__Task directions__
Print the lines below verbatim, character for character, from the first to the last.

A data block

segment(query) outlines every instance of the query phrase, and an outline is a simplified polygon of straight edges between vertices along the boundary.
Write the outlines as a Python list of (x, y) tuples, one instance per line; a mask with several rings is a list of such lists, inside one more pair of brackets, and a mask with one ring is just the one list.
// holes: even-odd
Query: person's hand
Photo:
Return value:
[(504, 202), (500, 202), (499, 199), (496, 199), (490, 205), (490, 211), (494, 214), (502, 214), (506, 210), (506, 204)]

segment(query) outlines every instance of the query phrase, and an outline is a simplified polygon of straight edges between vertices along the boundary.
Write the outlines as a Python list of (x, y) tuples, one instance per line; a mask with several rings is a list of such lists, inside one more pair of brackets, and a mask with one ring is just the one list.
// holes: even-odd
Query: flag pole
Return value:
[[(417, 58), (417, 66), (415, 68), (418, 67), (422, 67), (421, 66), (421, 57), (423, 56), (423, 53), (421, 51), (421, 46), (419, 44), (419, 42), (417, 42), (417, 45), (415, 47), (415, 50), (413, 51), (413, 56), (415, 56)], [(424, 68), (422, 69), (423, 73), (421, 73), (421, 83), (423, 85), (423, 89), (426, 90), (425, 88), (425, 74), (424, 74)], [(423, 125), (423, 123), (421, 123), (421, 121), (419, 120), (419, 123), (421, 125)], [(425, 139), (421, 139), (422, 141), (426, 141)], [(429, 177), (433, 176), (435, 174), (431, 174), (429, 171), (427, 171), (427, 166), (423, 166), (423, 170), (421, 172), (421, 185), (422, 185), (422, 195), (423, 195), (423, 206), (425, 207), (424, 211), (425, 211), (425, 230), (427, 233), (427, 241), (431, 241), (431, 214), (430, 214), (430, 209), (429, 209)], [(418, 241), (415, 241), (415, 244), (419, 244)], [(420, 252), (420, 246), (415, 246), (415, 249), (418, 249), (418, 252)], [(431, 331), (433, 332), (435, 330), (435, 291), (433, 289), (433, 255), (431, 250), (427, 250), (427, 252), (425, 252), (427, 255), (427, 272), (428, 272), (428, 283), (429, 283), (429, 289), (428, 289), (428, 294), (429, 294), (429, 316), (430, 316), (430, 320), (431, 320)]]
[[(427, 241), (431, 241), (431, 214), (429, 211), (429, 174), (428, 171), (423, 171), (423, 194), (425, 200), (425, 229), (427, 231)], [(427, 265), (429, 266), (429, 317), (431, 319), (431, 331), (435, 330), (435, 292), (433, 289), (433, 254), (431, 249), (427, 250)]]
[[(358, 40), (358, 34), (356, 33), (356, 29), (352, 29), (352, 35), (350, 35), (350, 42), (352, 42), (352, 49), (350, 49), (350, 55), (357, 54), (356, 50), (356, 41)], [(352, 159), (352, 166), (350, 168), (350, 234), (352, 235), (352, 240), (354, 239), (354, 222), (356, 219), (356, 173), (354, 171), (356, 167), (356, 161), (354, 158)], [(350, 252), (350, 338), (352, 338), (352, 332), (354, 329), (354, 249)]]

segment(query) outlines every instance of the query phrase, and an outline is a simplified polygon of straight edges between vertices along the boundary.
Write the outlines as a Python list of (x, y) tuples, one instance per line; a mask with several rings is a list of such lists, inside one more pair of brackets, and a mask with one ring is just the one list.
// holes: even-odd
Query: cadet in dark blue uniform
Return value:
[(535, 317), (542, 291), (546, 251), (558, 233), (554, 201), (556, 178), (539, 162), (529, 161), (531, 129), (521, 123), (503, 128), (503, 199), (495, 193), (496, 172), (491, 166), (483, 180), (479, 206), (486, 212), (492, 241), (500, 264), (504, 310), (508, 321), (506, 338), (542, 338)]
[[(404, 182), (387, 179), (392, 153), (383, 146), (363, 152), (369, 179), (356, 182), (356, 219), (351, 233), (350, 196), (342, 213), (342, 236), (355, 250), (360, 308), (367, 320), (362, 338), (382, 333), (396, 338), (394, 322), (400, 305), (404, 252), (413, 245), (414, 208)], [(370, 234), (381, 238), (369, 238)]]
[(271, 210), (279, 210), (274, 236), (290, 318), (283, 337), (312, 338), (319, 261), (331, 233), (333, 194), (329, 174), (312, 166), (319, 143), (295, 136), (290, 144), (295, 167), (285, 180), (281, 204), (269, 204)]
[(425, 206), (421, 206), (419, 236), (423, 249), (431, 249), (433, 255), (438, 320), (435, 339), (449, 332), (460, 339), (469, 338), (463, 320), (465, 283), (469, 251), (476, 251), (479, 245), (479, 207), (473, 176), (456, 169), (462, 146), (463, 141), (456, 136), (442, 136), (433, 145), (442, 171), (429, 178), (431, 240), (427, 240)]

__Result of this task__
segment(query) outlines every instance of the query phrase, and an outline is a simplified polygon of straight edges between vertices along the boundary.
Write the outlines as a Python list of (x, y) tuples, one instance per line; a mask with several rings is a list of such lists, inside one more pair of brackets, and a mask with one ring is just the one list.
// holes: even-odd
Query: person's hand
Photo:
Return value:
[(504, 202), (500, 202), (499, 199), (496, 199), (490, 205), (490, 211), (494, 214), (502, 214), (506, 210), (506, 204)]

segment(query) outlines every instance of the query phrase, and an outline is a simplified polygon of straight edges between vertices along the boundary.
Write the outlines as a Python list of (x, y) tuples, one instance per line; a mask with several rings is a list of such lists, inside one more pair of brackets, and a mask with one ring is just the one list.
// holes: even-odd
Query: flag pole
Return value:
[[(417, 58), (417, 66), (415, 68), (418, 67), (422, 67), (421, 66), (421, 57), (423, 56), (423, 53), (421, 51), (421, 46), (419, 44), (419, 42), (417, 42), (417, 45), (415, 47), (415, 50), (413, 51), (413, 56), (415, 56)], [(424, 68), (422, 69), (423, 73), (421, 73), (421, 83), (423, 85), (423, 89), (426, 90), (425, 88), (425, 74), (424, 74)], [(423, 125), (423, 123), (421, 123), (421, 121), (419, 120), (419, 123), (421, 125)], [(425, 139), (421, 139), (422, 141), (426, 141)], [(429, 177), (433, 176), (435, 174), (431, 174), (429, 171), (427, 171), (427, 166), (423, 166), (423, 170), (421, 172), (421, 185), (422, 185), (422, 195), (423, 195), (423, 206), (425, 207), (424, 211), (425, 211), (425, 230), (427, 233), (427, 241), (431, 241), (431, 214), (430, 214), (430, 209), (429, 209)], [(418, 241), (415, 241), (415, 244), (419, 244)], [(420, 252), (420, 246), (415, 246), (415, 249), (418, 249), (418, 252)], [(431, 331), (433, 332), (435, 330), (435, 291), (433, 289), (433, 255), (431, 250), (427, 250), (427, 252), (425, 252), (427, 255), (427, 272), (428, 272), (428, 283), (429, 283), (429, 289), (428, 289), (428, 294), (429, 294), (429, 316), (430, 316), (430, 320), (431, 320)]]
[[(427, 241), (431, 241), (431, 214), (429, 211), (429, 174), (428, 171), (423, 171), (423, 194), (425, 200), (425, 229), (427, 231)], [(427, 265), (429, 266), (429, 317), (431, 319), (431, 331), (435, 330), (435, 292), (433, 289), (433, 254), (431, 249), (427, 250)]]
[[(358, 40), (358, 34), (356, 33), (356, 29), (352, 29), (352, 35), (350, 35), (350, 42), (352, 42), (352, 49), (350, 49), (350, 55), (357, 54), (356, 50), (356, 41)], [(352, 159), (352, 166), (350, 168), (350, 234), (352, 235), (352, 240), (354, 239), (354, 222), (356, 219), (356, 173), (354, 171), (356, 167), (356, 161), (354, 158)], [(350, 252), (350, 338), (352, 338), (352, 332), (354, 329), (354, 249)]]

segment(query) outlines every instance of the query phrase, and an outline is a simplified polygon of straight edges between vertices along the boundary.
Write the outlines as a Python list of (x, y) tuples, one instance per line; a mask with several rings is a list of such lists, inside one more pair of brackets, and a mask with one ring is just the one list.
// holes: even-odd
Query: cadet in dark blue uniform
Return value:
[(535, 317), (542, 291), (546, 251), (558, 233), (554, 201), (556, 178), (539, 162), (529, 161), (531, 129), (521, 123), (503, 128), (503, 199), (495, 193), (496, 172), (491, 166), (483, 180), (479, 206), (486, 212), (492, 241), (500, 264), (504, 310), (508, 321), (506, 338), (542, 338)]
[[(404, 182), (387, 179), (392, 153), (383, 146), (363, 152), (369, 179), (356, 182), (356, 219), (351, 233), (350, 196), (342, 213), (342, 236), (355, 250), (360, 308), (367, 320), (362, 338), (382, 333), (396, 338), (394, 322), (400, 305), (404, 252), (413, 245), (414, 208)], [(370, 234), (381, 238), (369, 238)]]
[(271, 210), (279, 210), (274, 236), (290, 318), (283, 337), (312, 338), (319, 261), (331, 233), (333, 194), (329, 174), (312, 166), (319, 143), (295, 136), (290, 144), (295, 167), (285, 180), (281, 204), (269, 204)]
[(425, 206), (421, 206), (419, 236), (423, 249), (431, 249), (433, 255), (438, 320), (435, 339), (449, 332), (460, 339), (469, 338), (463, 320), (465, 283), (469, 251), (476, 251), (479, 245), (479, 207), (473, 176), (456, 169), (462, 146), (463, 141), (456, 136), (442, 136), (433, 145), (442, 171), (429, 178), (431, 240), (427, 240)]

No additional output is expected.